## 文档摘录:
中国散居回族经济发展研究

2009-07-16 03:43
档案天地 2009年5期
关键词:回族民族区域

回 建

中国自古以来就是一个统一的多民族国家,在数千年的历史发展进程中,各个民族经历了无数次的兴衰、嬗变、迁徙融汇、分合交叠,相互吸纳,杂居共处,在相对发达的农耕文化吸引下逐步凝聚在一起,形成你中有我、我中有你“大杂居,小聚居”的格局。尽管各民族的文化传统有所差异,民族地区之间发展程度不一,但是各族人民之间的经济文化交流从来没有中断过,各民族之间经济文化方面的交互影响奠定了中国各民族人民互助、合作的历史基础。中华民族的长远发展趋势是,各民族之间的取长补短、共同进步,在经济上结成一个现代化的多民族经济共同体。散居回族作为回族的重要组成部分,它在历史上的特殊存在方式,其现状和未来发展,都体现着融合这一基本精神。在民族内部、民族之间加强融合的基础上,不断提升散居回族劳动者的素质技能,发展生产力,创造现代文明,是散居回族发展的内在条件。

一、融合提升发展的时代背景及必然性

当今世界,文化与经济和政治相互交融。人类社会在经历了政治时代、经济时代、文化时代以后,正在步入一个崭新的交融时代。研究散居回族经济的融合提升,必须对其所处的时代背景有一个深刻的了解和准确的把握。这样才能在社会经济发展的总体走势和规律中,与时代为伍,找准散居回族经济融合提升的切入点和突破口,加速发展散居回族经济融合提升的进程。

(一)融合提升发展的时代背景

1.分工与合作是各民族融合发展的方向

就世界经济而言,它是一个有机的整体,是世界上各民族、各地区在国际分工发展的基础上形成的经济上互相联系、互相依赖的有机体系。当今世界,没有哪一个民族能够离开国际社会而独立生存并发展本民族经济,任何民族都必须参加和利用国际分工,发展民族之间长期而稳定的经济贸易关系。这是世界经济发展的必然要求与结果,也完全符合世界各民族之间在经济生活上越来越国际化的大趋势。二战后的实践证明,世界经济与各国民族经济的发展,有赖于国际经济交流与融合,而国际经济交流已经突破了传统方式,增添了新内容。生产力要素在国际间的流动与组合,使国际经济交流从流通领域扩展到生产领域,国际贸易和国际经济合作已成为当今世界国际经济关系的重要形态,并且互相补充、互相促进。

就民族经济发展而言,一国民族经济的发展离不开世界。任何民族如果不加强国际经济交往,不积极参与国际分工与合作都是不可想象的。发展中的民族经济发展如果不与国际经济接轨,不引进发达民族的先进经验、先进技术和资金,要缩短与发达民族的差距是不可能的。因此,在经济全球化的今天,每个民族国家和地区都是紧密联系的,发展中的民族经济应积极融入经济全球化进程,充分利用它所提供的条件发展自己。

## 存储数据:
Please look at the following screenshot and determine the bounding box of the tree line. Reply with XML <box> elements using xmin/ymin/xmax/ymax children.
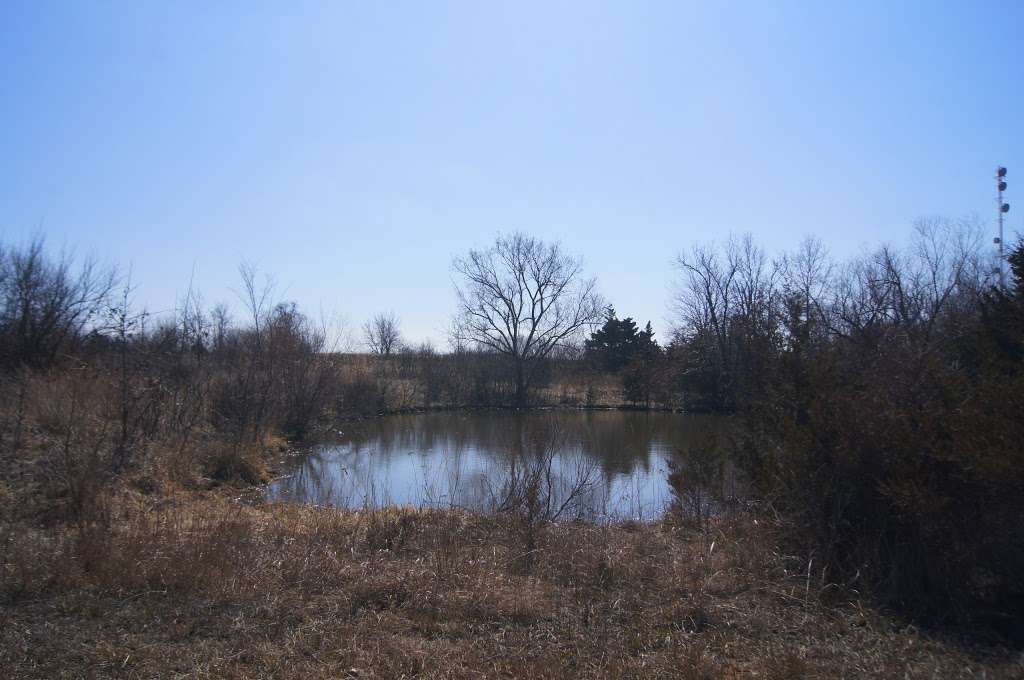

## 任务要求:
把散居回族经济发展一文中从“一、融合提升发展的时代背景及必然性”开始、到“散居回族经济融合提升的进程。”结束的这段文字原样抄录下来。

## 书面回答:
一、融合提升发展的时代背景及必然性

当今世界,文化与经济和政治相互交融。人类社会在经历了政治时代、经济时代、文化时代以后,正在步入一个崭新的交融时代。研究散居回族经济的融合提升,必须对其所处的时代背景有一个深刻的了解和准确的把握。这样才能在社会经济发展的总体走势和规律中,与时代为伍,找准散居回族经济融合提升的切入点和突破口,加速发展散居回族经济融合提升的进程。